Requirement: Please quote the data below line for line, changing nothing.

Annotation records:
○ ○ ○ ○ ○
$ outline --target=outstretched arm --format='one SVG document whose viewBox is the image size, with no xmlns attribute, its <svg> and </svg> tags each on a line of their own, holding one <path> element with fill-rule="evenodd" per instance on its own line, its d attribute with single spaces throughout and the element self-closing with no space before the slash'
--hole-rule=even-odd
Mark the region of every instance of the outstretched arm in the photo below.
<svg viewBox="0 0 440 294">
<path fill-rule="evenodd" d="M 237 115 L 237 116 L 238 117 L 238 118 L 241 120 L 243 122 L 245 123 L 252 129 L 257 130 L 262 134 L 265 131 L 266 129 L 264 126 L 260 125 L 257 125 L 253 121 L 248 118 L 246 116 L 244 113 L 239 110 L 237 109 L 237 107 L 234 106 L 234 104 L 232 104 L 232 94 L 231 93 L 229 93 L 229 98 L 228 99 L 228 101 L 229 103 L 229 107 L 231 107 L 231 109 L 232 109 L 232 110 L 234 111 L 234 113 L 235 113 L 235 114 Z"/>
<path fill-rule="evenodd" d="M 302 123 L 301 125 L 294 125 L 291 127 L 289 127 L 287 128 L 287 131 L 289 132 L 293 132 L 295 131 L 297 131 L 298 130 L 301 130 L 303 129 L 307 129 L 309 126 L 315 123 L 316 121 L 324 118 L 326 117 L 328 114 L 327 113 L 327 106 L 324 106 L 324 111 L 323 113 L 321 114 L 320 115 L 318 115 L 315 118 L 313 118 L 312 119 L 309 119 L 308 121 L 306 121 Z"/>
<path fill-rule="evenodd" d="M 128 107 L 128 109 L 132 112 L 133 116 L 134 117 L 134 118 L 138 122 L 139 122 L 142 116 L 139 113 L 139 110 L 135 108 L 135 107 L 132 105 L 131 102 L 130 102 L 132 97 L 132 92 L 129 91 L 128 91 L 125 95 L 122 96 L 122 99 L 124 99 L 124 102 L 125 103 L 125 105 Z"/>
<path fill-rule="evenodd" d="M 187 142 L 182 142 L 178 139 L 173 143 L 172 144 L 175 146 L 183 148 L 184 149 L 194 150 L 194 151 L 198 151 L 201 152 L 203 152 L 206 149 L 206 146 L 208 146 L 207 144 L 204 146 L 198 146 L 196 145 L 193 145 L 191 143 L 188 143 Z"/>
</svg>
○ ○ ○ ○ ○
Correct result:
$ outline --target=outstretched arm --format='one SVG document whose viewBox is the image size, with no xmlns attribute, its <svg> and </svg> tags each on a line of their own, holding one <path> element with fill-rule="evenodd" per instance on its own line, its d attribute with single spaces throughout and the element self-closing with no space before the slash'
--hole-rule=even-odd
Mark the region of every instance of the outstretched arm in the photo below.
<svg viewBox="0 0 440 294">
<path fill-rule="evenodd" d="M 237 115 L 237 116 L 238 117 L 238 118 L 241 120 L 243 122 L 245 123 L 252 129 L 257 130 L 262 134 L 265 131 L 266 129 L 264 126 L 260 125 L 257 125 L 253 121 L 248 118 L 246 116 L 244 113 L 239 110 L 237 109 L 237 107 L 234 106 L 234 104 L 232 104 L 232 94 L 231 93 L 229 93 L 229 98 L 228 99 L 228 101 L 229 103 L 229 107 L 231 107 L 231 109 L 232 109 L 232 110 L 234 111 L 234 113 L 235 113 L 235 114 Z"/>
<path fill-rule="evenodd" d="M 302 123 L 301 125 L 294 125 L 291 127 L 289 127 L 287 128 L 287 131 L 289 132 L 293 132 L 295 131 L 297 131 L 298 130 L 301 130 L 303 129 L 307 129 L 309 126 L 315 123 L 316 121 L 324 118 L 326 117 L 328 114 L 327 113 L 327 106 L 324 106 L 324 111 L 323 113 L 321 114 L 320 115 L 318 115 L 315 118 L 313 118 L 312 119 L 309 119 L 308 121 L 306 121 Z"/>
<path fill-rule="evenodd" d="M 128 107 L 128 109 L 132 112 L 133 116 L 134 117 L 134 118 L 138 122 L 139 122 L 142 116 L 139 113 L 139 110 L 135 108 L 135 107 L 132 105 L 131 102 L 130 102 L 132 97 L 132 92 L 129 91 L 128 91 L 125 95 L 122 96 L 122 99 L 124 99 L 124 102 L 125 103 L 125 105 Z"/>
<path fill-rule="evenodd" d="M 187 142 L 182 142 L 178 139 L 173 143 L 172 144 L 175 146 L 183 148 L 184 149 L 194 150 L 194 151 L 198 151 L 201 152 L 203 152 L 206 149 L 206 146 L 208 146 L 207 144 L 204 146 L 198 146 L 196 145 L 193 145 L 191 143 L 188 143 Z"/>
</svg>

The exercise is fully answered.